:: Instructions to follow ::
Transcribe the line that contains "Target: foliage" and every line after it to the end of the records, exactly and nothing else. Skip the pictures.

:: Materials provided ::
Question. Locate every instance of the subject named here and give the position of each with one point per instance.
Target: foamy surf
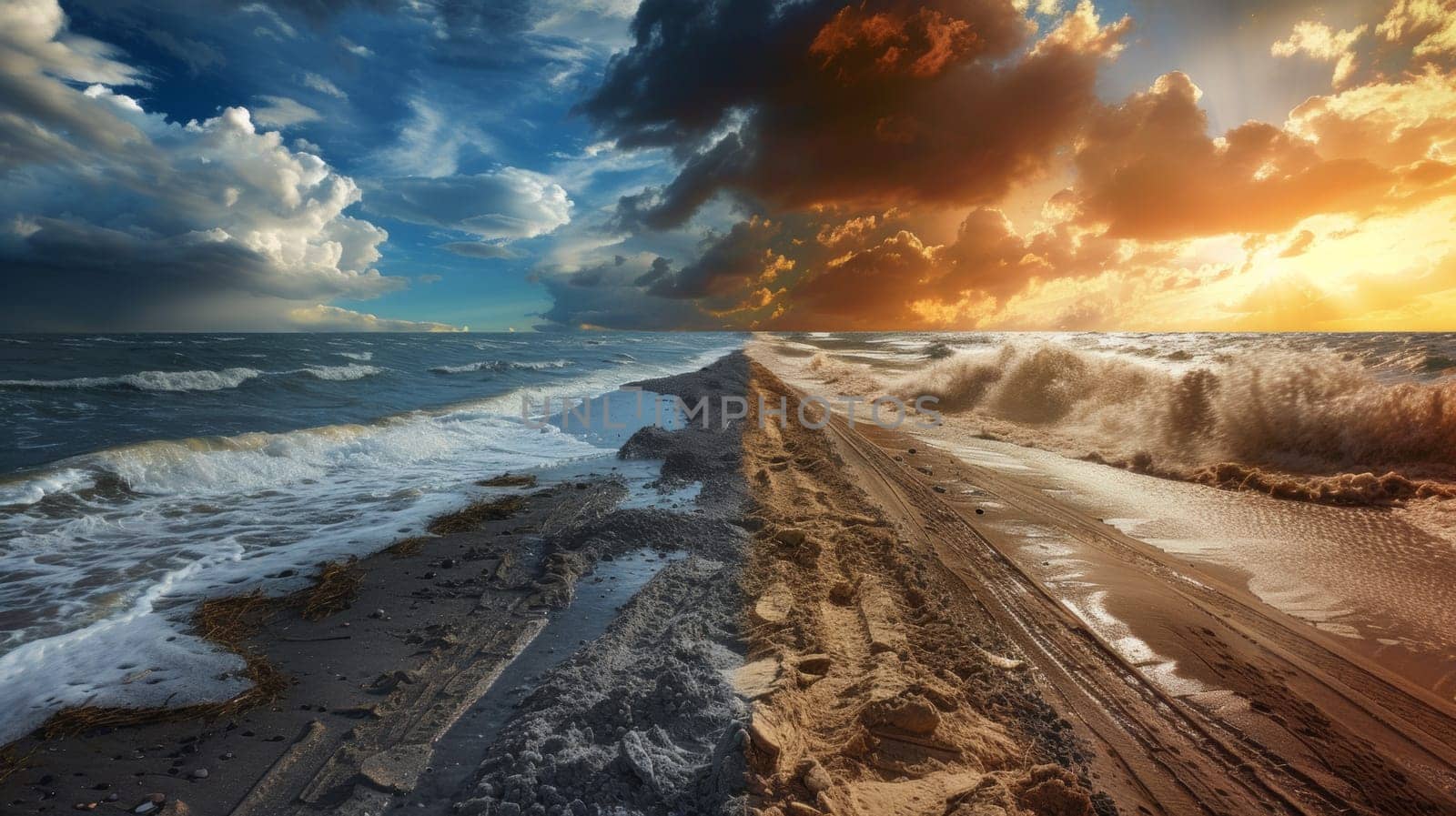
(1343, 419)
(149, 380)
(108, 551)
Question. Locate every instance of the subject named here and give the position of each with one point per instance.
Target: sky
(776, 165)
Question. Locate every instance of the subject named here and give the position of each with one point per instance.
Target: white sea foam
(501, 366)
(33, 489)
(341, 373)
(149, 380)
(108, 589)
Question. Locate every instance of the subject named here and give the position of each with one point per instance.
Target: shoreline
(841, 621)
(370, 685)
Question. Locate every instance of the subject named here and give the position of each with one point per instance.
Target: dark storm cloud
(810, 104)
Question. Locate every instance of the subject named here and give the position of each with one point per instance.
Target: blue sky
(521, 181)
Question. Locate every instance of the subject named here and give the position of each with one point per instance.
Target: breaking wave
(1314, 427)
(149, 381)
(191, 380)
(501, 366)
(341, 373)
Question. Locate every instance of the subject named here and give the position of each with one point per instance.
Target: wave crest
(1314, 427)
(149, 381)
(501, 366)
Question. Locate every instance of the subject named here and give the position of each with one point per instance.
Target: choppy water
(150, 470)
(1212, 408)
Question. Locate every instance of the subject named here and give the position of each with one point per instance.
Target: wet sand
(829, 621)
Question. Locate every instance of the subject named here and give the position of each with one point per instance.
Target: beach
(750, 612)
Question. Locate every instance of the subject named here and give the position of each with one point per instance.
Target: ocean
(149, 471)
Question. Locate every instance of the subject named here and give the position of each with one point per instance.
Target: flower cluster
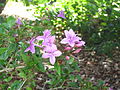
(61, 14)
(72, 41)
(49, 47)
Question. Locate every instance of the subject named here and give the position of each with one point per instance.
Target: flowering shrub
(50, 49)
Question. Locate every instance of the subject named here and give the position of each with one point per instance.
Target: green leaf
(70, 61)
(15, 85)
(22, 74)
(57, 68)
(11, 21)
(2, 50)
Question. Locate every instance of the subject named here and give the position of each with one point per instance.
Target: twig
(10, 69)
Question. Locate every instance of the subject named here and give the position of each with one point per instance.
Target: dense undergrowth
(96, 22)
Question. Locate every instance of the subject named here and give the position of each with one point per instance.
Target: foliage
(20, 70)
(97, 22)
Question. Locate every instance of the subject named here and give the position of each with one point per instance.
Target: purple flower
(61, 14)
(71, 38)
(31, 48)
(45, 36)
(49, 41)
(51, 54)
(80, 43)
(77, 51)
(110, 88)
(19, 22)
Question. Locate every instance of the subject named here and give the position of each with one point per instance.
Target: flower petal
(52, 60)
(45, 55)
(57, 53)
(64, 41)
(40, 38)
(32, 48)
(26, 50)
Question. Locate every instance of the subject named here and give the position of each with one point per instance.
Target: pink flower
(67, 57)
(61, 14)
(49, 41)
(80, 43)
(71, 38)
(77, 51)
(68, 48)
(46, 34)
(31, 48)
(19, 22)
(51, 54)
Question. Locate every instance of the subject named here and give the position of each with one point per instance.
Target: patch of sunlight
(19, 9)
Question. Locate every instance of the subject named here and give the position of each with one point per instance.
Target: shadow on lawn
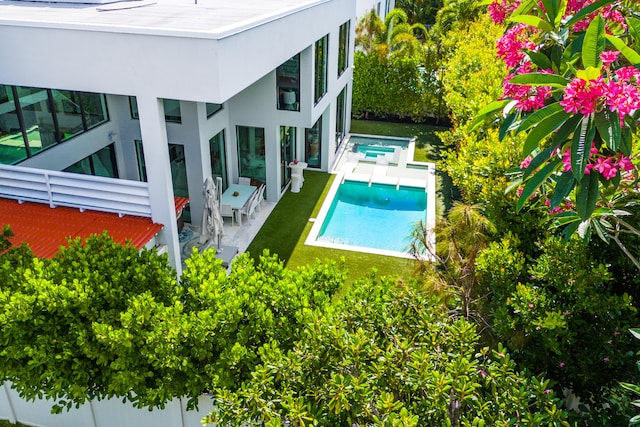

:: Answer space ::
Target: foliage
(20, 70)
(97, 22)
Question. Locate every instance of the subject named here and give the position of each with one point per instance.
Target: purple flower
(61, 14)
(71, 38)
(31, 48)
(45, 36)
(49, 41)
(51, 54)
(80, 43)
(77, 51)
(110, 88)
(19, 22)
Question. Locate every instance of the subject named here and give the position of each with one point per instance.
Target: flower petal
(52, 60)
(45, 55)
(57, 53)
(64, 41)
(40, 38)
(32, 48)
(26, 50)
Question. Locate every instance of the subject named here and give the position of each with one point per instance.
Target: pink flower
(67, 57)
(61, 14)
(49, 41)
(80, 43)
(71, 38)
(77, 51)
(68, 48)
(46, 34)
(31, 48)
(19, 22)
(51, 54)
Question. Locate every instance of the subject named here and give the position of each with one point per instance.
Target: patch of sunlight
(19, 9)
Question. Locate every instance of the subject named here and give the position of each with one point per instance.
Target: shadow on lawn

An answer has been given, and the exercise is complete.